*TASK GOAL*. Would you print the records as they stand, down to the last character?

*DATA EXTRACT*.
= = = = =
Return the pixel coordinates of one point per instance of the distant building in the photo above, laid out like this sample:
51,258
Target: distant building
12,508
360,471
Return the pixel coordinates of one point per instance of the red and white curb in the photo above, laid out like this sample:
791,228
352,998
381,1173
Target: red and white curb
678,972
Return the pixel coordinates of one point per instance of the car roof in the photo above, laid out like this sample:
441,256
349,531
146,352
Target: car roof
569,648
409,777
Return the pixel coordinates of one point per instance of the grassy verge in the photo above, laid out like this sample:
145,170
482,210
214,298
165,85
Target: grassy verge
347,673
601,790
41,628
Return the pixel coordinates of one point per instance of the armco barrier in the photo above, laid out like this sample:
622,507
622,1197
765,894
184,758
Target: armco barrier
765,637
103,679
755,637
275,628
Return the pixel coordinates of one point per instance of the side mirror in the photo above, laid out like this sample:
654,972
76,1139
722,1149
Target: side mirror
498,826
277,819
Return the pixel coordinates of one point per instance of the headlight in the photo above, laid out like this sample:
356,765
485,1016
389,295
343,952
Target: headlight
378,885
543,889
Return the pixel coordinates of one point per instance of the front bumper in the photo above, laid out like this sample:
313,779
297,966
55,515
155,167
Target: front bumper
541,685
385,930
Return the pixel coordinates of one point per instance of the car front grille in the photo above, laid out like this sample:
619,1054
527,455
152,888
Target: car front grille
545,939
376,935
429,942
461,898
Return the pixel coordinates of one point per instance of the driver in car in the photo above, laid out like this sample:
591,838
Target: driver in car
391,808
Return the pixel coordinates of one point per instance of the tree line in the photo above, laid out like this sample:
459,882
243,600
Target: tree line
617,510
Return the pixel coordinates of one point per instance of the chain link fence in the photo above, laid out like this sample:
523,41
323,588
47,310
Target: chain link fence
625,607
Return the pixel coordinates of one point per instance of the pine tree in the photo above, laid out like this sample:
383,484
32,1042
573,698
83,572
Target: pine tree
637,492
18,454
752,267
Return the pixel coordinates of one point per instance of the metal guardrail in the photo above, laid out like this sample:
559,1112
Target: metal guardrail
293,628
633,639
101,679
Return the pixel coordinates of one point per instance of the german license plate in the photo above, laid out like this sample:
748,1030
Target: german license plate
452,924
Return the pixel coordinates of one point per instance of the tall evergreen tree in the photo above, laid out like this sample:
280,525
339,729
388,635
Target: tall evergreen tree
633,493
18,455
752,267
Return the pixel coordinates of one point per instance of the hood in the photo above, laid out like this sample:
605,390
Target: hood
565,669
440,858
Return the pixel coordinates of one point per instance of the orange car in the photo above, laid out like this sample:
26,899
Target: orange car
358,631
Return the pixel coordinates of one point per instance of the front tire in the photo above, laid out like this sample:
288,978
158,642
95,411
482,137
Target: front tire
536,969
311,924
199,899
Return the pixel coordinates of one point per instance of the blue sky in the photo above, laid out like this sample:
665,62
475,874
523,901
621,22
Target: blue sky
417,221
= = = = =
*YOUR SOLUTION*.
Return the pixel coordinates of one point per instance of the distant building in the photo above, laid out like this sample:
51,258
Target: distant building
12,508
360,471
Return the pixel coordinates of one point per instance of the red and white curb in the photo above, laid out like this sample:
791,228
352,998
381,1173
Target: red and white curb
678,972
Return the pixel coordinates of one point per instance of the car roof in the photo above, laid out like this sample:
441,256
349,531
146,352
Target: car roof
569,648
409,777
Return the pixel coordinates of one point per instance of the grassy verge in the photo above, laid out like this sample:
145,170
482,210
214,298
165,85
Target: grassy verge
347,673
601,790
41,628
Return the pixel coordinates of one point per instance of the armco barrier in the photo above, laid out like this sample:
622,507
622,1197
765,894
184,758
Target: armco barrier
765,637
103,679
755,637
275,628
Return the pixel coordinates of one point per instance of the side mirror in the photo above, laid out like this sample:
654,972
76,1139
722,1149
Target: side mirror
498,826
277,819
Return the pixel coordinates of one point per instance of the headlight in the photo above, laid out like this sample:
356,765
485,1016
389,295
343,952
Target: headlight
378,885
543,889
Return the pixel coordinates of one point per instance of the front bumper in the photo above, laid out like this sample:
313,779
297,966
55,515
155,167
Target: front bumper
541,685
385,930
Return the pixel coordinates of one point per instance of the car front grille in the photo above, laid out like this sample:
619,1054
527,455
152,888
Target: car front grille
545,939
376,935
429,942
461,898
Return the pixel coordinates of one point per instance of the driver in car in the photo above, laid out like this sample:
591,838
Target: driver in car
391,808
Return the pixel coordinates of one point per instance of the tree line in the photo above, laid out like this sample:
459,882
243,600
Target: tree line
617,510
Return the pixel coordinates of one point per instance of the chain link fence in the photo above, laid out like this sample:
523,41
323,588
47,310
Target: chain link fence
625,607
Return the pixel coordinates of one point per instance of the pine tree in the photo above, laid out like this sample:
383,484
32,1042
573,698
83,572
Target: pine tree
637,492
18,454
752,267
Return the pixel coordinates of one point per instance of the metal guardrail in the photo above, laid out like this sample:
559,1112
Target: metal guardrail
293,628
633,639
101,679
Return the pixel coordinates of one point per instance of the german license plate in the photo above, laid out like this sample:
748,1030
Target: german license plate
452,924
Return the pixel coordinates of one point per instance of the tall evergreen tree in the photo above, laid out like this sample:
280,525
339,729
388,635
Target: tall evergreen tree
633,493
18,455
752,267
Return the pixel coordinates of one point per instance of the hood in the photo above, laid out like this sample:
605,390
Target: hood
565,669
440,858
Return the pixel coordinates of one point per instance of the orange car in the photo above, laid out like this sample:
26,899
Target: orange car
358,631
Return the pixel coordinates of one point per instance of the front tire in the photo above, laid out like this sample:
288,978
158,642
95,411
482,137
Target: front tire
536,969
311,924
199,899
Return the pixel coordinates of one point per instance of the blue sky in the photo above, laid out like this sample:
665,62
475,874
523,901
621,22
Target: blue sky
417,221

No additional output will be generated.